## [DIRECTIONS]
(1) In the filtered indexes video transcript, how much off the course price does the link in the video description give?
(2) Write what comes next in the filtered indexes video transcript, picking up right after its last sentence.

Learn T-SQL With Erik: Filtered Indexes
Chapters
- 00:00:00 – Introduction
- 00:01:32 – Free SQL Monitoring
- 00:03:02 – Upcoming Events
- 00:05:03 – Filtered Indexes Overview
- 00:07:13 – Filtered Index Limitations
- 00:08:43 – Query Plan Analysis
- 00:11:04 – Variable Assignment Issues
- 00:12:32 – Temp Table Workaround
Full Transcript
Erik Darling here with Darling Data and in today’s video we are going to continue our T-SQL learning adventure where I show you little snippets, tidbits, whimsical little chunks of the full Learn T-SQL with Erik course material. The full course is of course available at my site training.erikdarling.com and there’s a link down in the video description for you, you special son of a gun you, to get $100 off the price of the course. Also down in the video description, all sorts of other helpful links for you to engage in consensual monetary exchanges with me.
You can hire me for consulting. You can buy Learn T-SQL with Erik or any of my other courses. You can become a subscribing, what do you call it, member of the channel.
And then if you want, now taking place every Tuesday, you can ask me office hours questions for free. And of course if you like this content, but perhaps not enough to give me any money for doing any of these songs and dances for you. I understand, you know, can’t all be daddy, rich daddy warbuckses.

## [DATASET RECORDS]
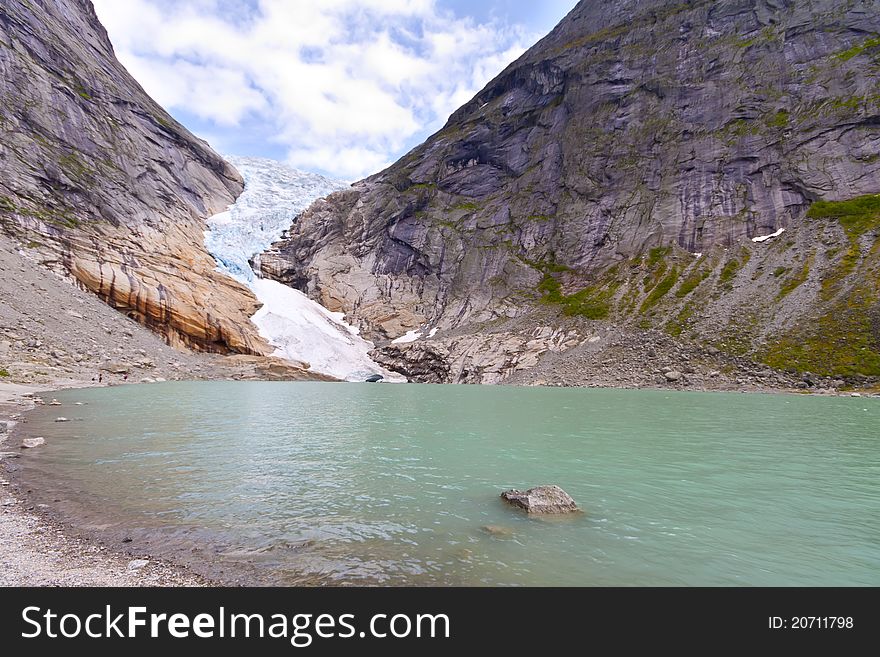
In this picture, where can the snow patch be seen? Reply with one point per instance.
(305, 331)
(300, 329)
(764, 238)
(411, 336)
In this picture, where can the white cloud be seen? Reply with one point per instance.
(345, 85)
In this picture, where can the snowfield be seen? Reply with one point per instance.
(300, 329)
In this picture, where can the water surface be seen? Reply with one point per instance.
(290, 483)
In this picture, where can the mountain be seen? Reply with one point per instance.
(680, 180)
(100, 184)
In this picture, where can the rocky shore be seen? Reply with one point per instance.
(38, 551)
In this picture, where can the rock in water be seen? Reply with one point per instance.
(541, 500)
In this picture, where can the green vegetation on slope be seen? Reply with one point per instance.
(845, 339)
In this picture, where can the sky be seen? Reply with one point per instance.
(339, 87)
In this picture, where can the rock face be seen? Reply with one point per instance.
(541, 500)
(99, 182)
(622, 171)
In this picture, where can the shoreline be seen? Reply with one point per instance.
(37, 549)
(40, 548)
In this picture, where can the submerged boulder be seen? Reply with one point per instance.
(541, 500)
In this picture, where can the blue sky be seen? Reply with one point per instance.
(341, 87)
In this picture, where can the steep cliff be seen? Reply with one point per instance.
(98, 181)
(619, 173)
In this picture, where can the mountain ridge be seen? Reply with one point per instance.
(616, 174)
(99, 183)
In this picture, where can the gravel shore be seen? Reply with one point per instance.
(35, 551)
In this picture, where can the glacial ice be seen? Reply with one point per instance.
(299, 328)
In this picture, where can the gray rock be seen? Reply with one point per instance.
(116, 368)
(586, 154)
(541, 500)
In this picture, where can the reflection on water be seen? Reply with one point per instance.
(379, 484)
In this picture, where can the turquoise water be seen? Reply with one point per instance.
(393, 484)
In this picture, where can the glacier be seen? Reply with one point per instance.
(299, 328)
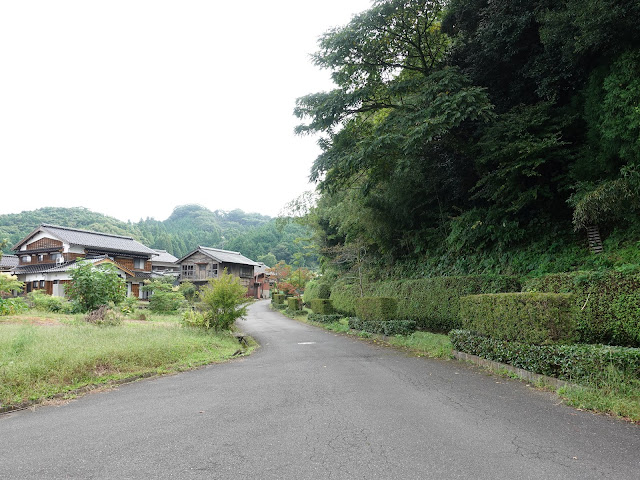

## [SOLVED TASKS]
(1) $100 off.

(2)
You can always like, subscribe. And tell a friend. That is a fantastic way to make this channel grow and expand to something bigger and better and more beautiful than it was before.
If you are a real cheapskate, and I’m just kidding, I understand. Frugality is an important thing. I think Benjamin Franklin said some stuff about that.
I don’t know what any of it is though, because I dropped out of high school. But what I did do pretty well at was building a free SQL. Server monitoring tool.
All of the stuff that I care about monitoring for performance in a SQL Server. Totally free, totally open source. No weird email, phone home, telemetry, any of that stuff. You can just download it.
Run an executable. And start getting great performance feedback about your SQL servers. And then if you want to talk to, or have your robot friends talk to the performance data. And just the performance data.
And not go in there and start dropping tables and indexes. And writing wacky queries. And figuring their life out on your time. I have optional, opt-in, built-in MCP servers. So that you can start having your robots at least tell you what’s going on in the performance data.
I don’t know if I take their advice for fixing things. Maybe, maybe not. Depends, but you know.
What can I tell you? You’re not going to pay me to do it if that’s all you care about. Getting out into the world. Boy, I love going places. Doing things.
Seeing people. You know, amongst my adoring fans. Hopefully not getting shot. I’ll be in Jacksonville, Florida. May 1st and 2nd for Day of Data Jacksonville.
I’ve got an advanced T-SQL pre-con there. As you might be able to tell by the URL. So buy those tickets. Because they’re flying out the door fast.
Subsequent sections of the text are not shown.